- **Provided passage**
** start **
We also saw sequential up tick in our Access business as cable bandwidth constraints drive demand.
Service revenue represented 17% of total revenue, and grew 20% from the second quarter, and 35% from last year's third quarter.
Services in general, and professional services specifically, have been an area of focus for us.
This quarter's revenue represents the successful completion of several projects.
I do expect that service revenue will decrease slightly in Q4.
Our largest customer for the quarter was again Comcast at 13% of revenue in the third quarter.
None of our other customers were over 10% of revenue.
Our cable customers represented 50% of our business reflecting our strong Edge and Access sale.
Our satellite and telco customers represented 20% of sales, and our broadcast and media customers 30% of sales in the third quarter.
As you can see on Slide 13, we continue to maintain a strong balance sheet.
We ended the quarter with a cash balance of $192 million, up $14.2 million from the end of the prior quarter despite $7.4 million in stock repurchases.
Our receivables balance was $94.6 million, and DSOs were 63 days, down from last quarter's 70 days, reflecting a strong collections effort.
Inventory was $68.3 million, up slightly from the prior quarter.
As a result, our inventory turns were slightly up to 4.2%.
Capital spending was $3.3 million in the third quarter, and we expect CapEx for 2012 to be in the $14 million to $16 million range.
Finally, we repurchased 1.65 million shares for $7.4 million during the quarter on a share repurchase plan that was implemented in the second quarter.
Turning to Slide 14, while we are encouraged by our healthy backlog and customer demand in most regions moving into Q4, we still face uncertain visibility regarding Europe.
Additionally we anticipate somewhat lower Edge and Access revenue as certain customer projects are completing.
Taking all of this into consideration we expect net revenue to be in a range of $132 million to $142 million in Q4.
Non-GAAP gross margins in the fourth quarter are anticipated to be in the range of 48% to 50%.
** end **
- **Given material**
** start **
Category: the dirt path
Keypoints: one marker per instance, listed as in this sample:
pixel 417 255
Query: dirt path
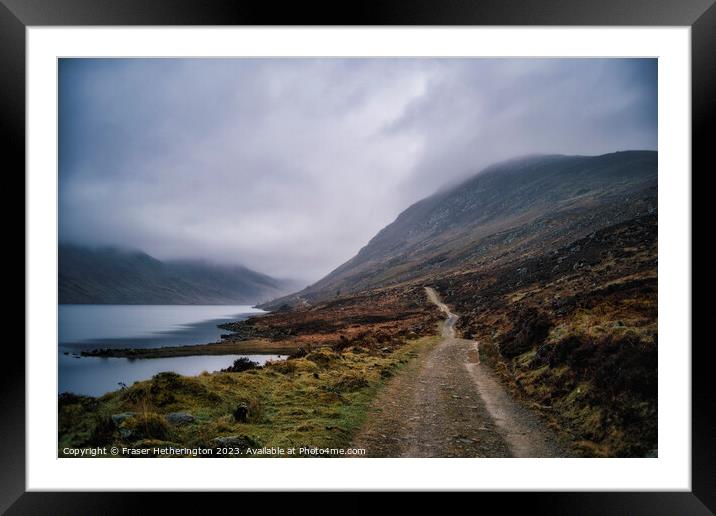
** end **
- **Tasks for this exercise**
(1) In the earnings call excerpt, what percentage of third-quarter revenue came from Comcast?
(2) Output the part of the earnings call excerpt that opens with the words containing "Service revenue represented" and closes with "strong balance sheet.".
(3) Finish out the next part of the earnings call excerpt, picking up after its final sentence.
The lines are separate material and are not part of the earnings call excerpt.

- **Answers to the tasks**
(1) 13%

(2)
Service revenue represented 17% of total revenue, and grew 20% from the second quarter, and 35% from last year's third quarter.
Services in general, and professional services specifically, have been an area of focus for us.
This quarter's revenue represents the successful completion of several projects.
I do expect that service revenue will decrease slightly in Q4.
Our largest customer for the quarter was again Comcast at 13% of revenue in the third quarter.
None of our other customers were over 10% of revenue.
Our cable customers represented 50% of our business reflecting our strong Edge and Access sale.
Our satellite and telco customers represented 20% of sales, and our broadcast and media customers 30% of sales in the third quarter.
As you can see on Slide 13, we continue to maintain a strong balance sheet.

(3)
Our target for non-GAAP operating expenses for the fourth quarter is $55 million to $56.5 million, reflecting increased sales expenses as we near year-end, as well as increased legal costs relating to defending two lawsuits.
Finally, we anticipate our non-GAAP tax rate for 2012 to be in the 25% to 26% range depending on the amount of our international versus domestic income a year.
The rate assumes the R&D tax credit has not yet been extended.
With that I'll turn the call back over to Patrick for some closing comments.
- CEO
Thanks, Carolyn.
In summary, we believe Harmonic is executing well, gaining market share in a challenging environment, and making valuable investments and significant growth opportunities.
And regardless of the near term macro situation, we will opportunity to broaden our customer base across geographies and drive clear technology leadership, including delivering on our new CCAP and HEVC initiatives, and driving market leading I.P. multi-screen solution capabilities.
With a focused global staff and strengthening strategic relationships with industry-leading service providers and media customers, we're confident in our ability to execute.
With that, we'll end the formal portion of the call, and Carolyn and I will be pleased to answer any questions that you have.
Operator
We will now begin the question-and-answer session.
(Operator Instructions)
First question is from James Kisner with Jefferies.
Please go ahead with your question.
- Analyst
Hi, guys, thanks for taking my questions.
Generally I want to start with a big-picture question here so I can understand what's going on in the business right now, very generally, high level.
It looks like your bookings are down, and I appreciate year-to-date that the book-to-bill is above one, but they are down this quarter and you're still guiding up sequentially, so it sounds like you're planning to burn some backlog here in a seasonally strong Q4.
I'm curious, is that all Europe?
Is there any chance for some budget flush with America, I know Comcast implied a pretty strong ramp in the back half.
Could you elaborate a little bit more on that in the current business environment?
- CEO
Look, it's challenging in many parts of the world, including Europe, and we don't expect that to change in the fourth quarter, James.
And I would say more broadly, including in the US, we see a fair amount of conservatism and careful spending, so our guidance for the fourth quarter doesn't contemplate that much budget plus activity.
As you pointed out, and as we pointed out, bookings were sequentially down in the quarter.
A little bit of that is around timing, but also reflecting continuing slow activity in Europe.
That being said, as we also pointed out, we're quite encouraged by the growth that we saw in Asia and in other markets.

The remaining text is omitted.